WORK TASK:
Every record must appear in the answer exactly as it stands.

╭─ TASK INPUT

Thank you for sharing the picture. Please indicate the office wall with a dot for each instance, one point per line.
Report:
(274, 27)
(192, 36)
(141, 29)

╰─

ANSWER AREA:
Thank you for sharing the picture. Please indicate the office wall with a dot for each instance, one point per line.
Report:
(274, 27)
(192, 36)
(141, 29)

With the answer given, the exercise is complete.